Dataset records
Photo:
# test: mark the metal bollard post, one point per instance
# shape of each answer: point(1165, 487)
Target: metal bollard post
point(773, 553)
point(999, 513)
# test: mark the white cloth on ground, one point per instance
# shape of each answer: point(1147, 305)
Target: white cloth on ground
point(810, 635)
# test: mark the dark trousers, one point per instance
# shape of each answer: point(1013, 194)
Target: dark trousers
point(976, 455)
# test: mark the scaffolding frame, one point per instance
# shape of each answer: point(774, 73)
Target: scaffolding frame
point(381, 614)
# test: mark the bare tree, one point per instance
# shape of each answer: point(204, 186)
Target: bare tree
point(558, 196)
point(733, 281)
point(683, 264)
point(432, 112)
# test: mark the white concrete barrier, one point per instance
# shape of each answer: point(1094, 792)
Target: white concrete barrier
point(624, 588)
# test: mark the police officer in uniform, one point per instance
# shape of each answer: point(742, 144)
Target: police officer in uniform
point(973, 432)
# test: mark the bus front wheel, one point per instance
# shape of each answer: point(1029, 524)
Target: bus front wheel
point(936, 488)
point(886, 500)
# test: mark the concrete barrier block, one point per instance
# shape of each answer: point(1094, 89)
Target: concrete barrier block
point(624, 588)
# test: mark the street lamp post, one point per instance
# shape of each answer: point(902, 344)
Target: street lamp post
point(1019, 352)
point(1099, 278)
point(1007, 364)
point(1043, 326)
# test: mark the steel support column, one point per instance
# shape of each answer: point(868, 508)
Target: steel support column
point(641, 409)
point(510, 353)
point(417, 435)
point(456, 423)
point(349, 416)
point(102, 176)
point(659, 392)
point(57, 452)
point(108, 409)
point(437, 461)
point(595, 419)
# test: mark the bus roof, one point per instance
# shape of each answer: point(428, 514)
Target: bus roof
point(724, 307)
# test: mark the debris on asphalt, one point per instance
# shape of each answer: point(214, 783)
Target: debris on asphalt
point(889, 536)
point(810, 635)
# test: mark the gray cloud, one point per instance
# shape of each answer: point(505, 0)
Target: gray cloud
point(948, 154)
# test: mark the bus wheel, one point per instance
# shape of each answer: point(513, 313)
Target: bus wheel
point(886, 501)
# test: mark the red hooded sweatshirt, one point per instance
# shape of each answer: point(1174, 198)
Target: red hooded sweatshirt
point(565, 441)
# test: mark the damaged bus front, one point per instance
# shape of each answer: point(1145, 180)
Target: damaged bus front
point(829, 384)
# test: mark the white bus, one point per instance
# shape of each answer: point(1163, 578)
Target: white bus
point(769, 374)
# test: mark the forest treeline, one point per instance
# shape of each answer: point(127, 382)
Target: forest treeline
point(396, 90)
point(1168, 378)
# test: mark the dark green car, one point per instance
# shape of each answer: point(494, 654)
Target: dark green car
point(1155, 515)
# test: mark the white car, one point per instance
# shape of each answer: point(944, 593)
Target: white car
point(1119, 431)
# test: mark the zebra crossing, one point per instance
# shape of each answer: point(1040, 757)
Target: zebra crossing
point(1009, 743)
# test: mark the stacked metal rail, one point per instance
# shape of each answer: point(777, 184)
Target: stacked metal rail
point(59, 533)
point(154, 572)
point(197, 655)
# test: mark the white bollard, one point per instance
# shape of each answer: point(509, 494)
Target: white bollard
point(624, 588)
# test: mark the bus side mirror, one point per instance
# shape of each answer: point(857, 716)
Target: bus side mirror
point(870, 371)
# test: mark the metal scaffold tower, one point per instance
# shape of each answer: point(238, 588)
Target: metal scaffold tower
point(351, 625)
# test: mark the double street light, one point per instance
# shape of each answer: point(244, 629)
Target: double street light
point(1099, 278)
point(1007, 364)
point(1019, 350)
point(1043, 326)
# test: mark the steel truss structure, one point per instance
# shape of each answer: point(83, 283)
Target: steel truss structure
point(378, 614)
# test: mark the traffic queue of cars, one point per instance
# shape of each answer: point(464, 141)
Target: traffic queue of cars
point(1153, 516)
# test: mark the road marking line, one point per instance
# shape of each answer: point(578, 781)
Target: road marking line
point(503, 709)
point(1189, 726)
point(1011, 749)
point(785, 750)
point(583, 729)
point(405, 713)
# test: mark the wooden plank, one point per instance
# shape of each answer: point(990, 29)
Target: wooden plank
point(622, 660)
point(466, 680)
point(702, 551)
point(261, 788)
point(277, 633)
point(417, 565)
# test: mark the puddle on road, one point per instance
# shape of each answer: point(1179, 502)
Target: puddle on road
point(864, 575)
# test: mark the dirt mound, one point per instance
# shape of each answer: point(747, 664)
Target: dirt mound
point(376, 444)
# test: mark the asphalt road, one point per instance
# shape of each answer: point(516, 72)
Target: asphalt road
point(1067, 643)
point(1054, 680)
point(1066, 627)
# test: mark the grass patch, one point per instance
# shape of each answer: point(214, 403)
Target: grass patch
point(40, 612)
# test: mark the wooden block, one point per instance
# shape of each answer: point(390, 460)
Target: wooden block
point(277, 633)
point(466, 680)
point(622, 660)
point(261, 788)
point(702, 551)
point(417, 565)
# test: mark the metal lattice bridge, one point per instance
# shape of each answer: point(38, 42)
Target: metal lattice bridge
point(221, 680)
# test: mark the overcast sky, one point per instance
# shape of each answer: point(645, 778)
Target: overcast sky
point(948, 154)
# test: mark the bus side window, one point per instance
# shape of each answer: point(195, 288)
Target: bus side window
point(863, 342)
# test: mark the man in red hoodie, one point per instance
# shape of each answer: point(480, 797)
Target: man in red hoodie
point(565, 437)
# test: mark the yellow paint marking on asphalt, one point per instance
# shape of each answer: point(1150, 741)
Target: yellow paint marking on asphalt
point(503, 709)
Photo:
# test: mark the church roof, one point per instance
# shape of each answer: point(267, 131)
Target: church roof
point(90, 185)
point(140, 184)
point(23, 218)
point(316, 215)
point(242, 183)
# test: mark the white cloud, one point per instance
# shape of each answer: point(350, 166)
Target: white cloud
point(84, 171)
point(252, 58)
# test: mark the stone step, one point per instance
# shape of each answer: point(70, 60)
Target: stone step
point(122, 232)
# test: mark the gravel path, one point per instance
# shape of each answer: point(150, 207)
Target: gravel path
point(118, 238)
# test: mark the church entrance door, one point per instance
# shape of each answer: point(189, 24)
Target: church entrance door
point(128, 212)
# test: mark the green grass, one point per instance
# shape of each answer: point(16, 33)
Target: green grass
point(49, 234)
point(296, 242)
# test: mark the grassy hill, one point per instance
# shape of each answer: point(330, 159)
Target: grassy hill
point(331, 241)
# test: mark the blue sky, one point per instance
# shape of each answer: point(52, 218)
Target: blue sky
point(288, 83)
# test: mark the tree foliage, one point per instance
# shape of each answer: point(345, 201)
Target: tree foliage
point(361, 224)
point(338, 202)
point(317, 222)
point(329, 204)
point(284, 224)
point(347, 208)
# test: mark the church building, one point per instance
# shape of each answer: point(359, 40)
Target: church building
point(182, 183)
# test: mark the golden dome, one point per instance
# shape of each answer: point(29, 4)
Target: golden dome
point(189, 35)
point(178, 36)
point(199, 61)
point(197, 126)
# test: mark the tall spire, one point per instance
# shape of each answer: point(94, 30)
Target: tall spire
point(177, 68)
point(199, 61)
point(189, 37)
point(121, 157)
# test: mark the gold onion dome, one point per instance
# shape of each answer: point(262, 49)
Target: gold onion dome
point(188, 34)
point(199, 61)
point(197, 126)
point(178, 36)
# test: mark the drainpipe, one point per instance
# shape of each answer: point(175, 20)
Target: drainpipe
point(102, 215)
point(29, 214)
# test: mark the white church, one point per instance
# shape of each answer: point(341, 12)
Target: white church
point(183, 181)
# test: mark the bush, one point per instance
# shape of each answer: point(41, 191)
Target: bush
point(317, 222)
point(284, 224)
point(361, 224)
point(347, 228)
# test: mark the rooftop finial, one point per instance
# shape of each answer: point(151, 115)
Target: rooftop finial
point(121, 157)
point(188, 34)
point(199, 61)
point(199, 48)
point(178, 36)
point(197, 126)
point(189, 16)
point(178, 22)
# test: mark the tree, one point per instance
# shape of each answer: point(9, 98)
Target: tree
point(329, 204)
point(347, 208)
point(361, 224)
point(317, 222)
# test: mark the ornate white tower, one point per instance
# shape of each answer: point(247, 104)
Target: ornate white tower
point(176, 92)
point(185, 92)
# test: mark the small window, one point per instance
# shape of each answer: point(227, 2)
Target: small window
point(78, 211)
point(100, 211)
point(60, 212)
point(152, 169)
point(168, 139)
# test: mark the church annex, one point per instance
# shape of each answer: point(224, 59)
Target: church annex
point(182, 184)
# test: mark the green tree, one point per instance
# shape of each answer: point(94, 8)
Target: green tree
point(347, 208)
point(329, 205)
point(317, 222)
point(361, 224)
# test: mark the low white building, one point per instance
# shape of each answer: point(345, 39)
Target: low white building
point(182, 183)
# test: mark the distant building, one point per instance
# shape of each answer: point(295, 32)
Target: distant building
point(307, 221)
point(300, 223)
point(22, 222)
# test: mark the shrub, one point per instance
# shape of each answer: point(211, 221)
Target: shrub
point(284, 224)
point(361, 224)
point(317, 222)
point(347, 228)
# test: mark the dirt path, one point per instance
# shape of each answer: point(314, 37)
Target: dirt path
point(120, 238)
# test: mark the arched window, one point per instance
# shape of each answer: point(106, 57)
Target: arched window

_What is being asked:_
Duplicate the lines from the first one down to the line with "point(976, 455)", including both of those lines.

_The solution:_
Photo:
# test: mark the metal bollard post, one point per instance
# shape of each answer: point(1165, 487)
Target: metal bollard post
point(773, 553)
point(999, 513)
# test: mark the white cloth on ground, one point per instance
# shape of each answer: point(1147, 305)
Target: white cloth on ground
point(810, 635)
# test: mark the dark trousers, one point per instance
# shape of each answer: point(1013, 194)
Target: dark trousers
point(976, 455)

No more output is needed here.